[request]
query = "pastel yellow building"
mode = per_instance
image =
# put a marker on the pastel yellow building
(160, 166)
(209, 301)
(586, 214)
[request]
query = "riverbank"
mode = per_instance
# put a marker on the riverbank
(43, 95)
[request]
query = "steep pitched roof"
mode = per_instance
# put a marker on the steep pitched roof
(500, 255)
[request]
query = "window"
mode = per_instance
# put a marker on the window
########
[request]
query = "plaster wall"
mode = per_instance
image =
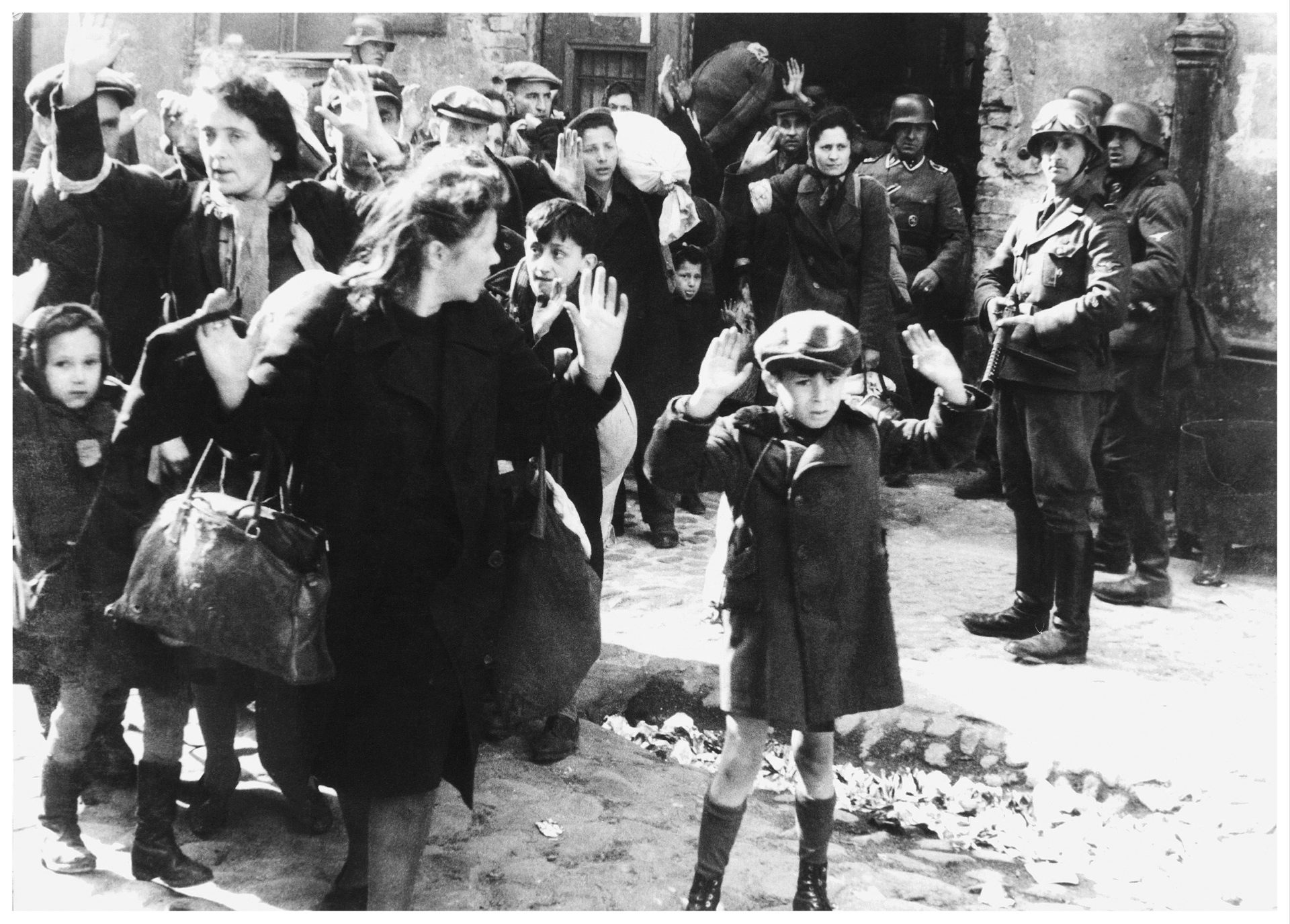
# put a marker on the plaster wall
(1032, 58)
########
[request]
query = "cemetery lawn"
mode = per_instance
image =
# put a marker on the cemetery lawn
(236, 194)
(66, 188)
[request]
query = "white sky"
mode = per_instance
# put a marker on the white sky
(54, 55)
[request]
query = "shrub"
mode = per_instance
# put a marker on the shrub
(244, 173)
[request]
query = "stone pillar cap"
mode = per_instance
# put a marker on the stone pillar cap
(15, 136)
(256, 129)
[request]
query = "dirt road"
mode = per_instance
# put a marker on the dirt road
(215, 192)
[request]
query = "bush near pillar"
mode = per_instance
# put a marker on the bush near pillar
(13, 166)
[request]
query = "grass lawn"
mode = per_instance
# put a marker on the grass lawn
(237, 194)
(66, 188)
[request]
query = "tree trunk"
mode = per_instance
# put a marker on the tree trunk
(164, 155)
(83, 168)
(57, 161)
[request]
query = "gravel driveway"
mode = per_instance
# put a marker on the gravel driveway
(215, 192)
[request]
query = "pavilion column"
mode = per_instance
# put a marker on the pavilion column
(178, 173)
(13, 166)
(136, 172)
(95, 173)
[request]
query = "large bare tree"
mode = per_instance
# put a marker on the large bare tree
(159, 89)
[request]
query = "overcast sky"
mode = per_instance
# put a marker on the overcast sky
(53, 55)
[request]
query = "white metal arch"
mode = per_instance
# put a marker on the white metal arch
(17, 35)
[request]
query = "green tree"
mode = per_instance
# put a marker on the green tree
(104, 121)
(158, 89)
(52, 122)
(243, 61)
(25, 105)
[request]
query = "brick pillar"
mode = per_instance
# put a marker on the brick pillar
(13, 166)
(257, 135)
########
Find each line in the records above that contains the string "pillar" and copy those lines out.

- _Result of the exercise_
query = "stone pillar cap"
# put a marker on the stone pillar cap
query = "bush near pillar"
# put a marker on the bush near pillar
query = "brick pillar"
# put a marker on the brick pillar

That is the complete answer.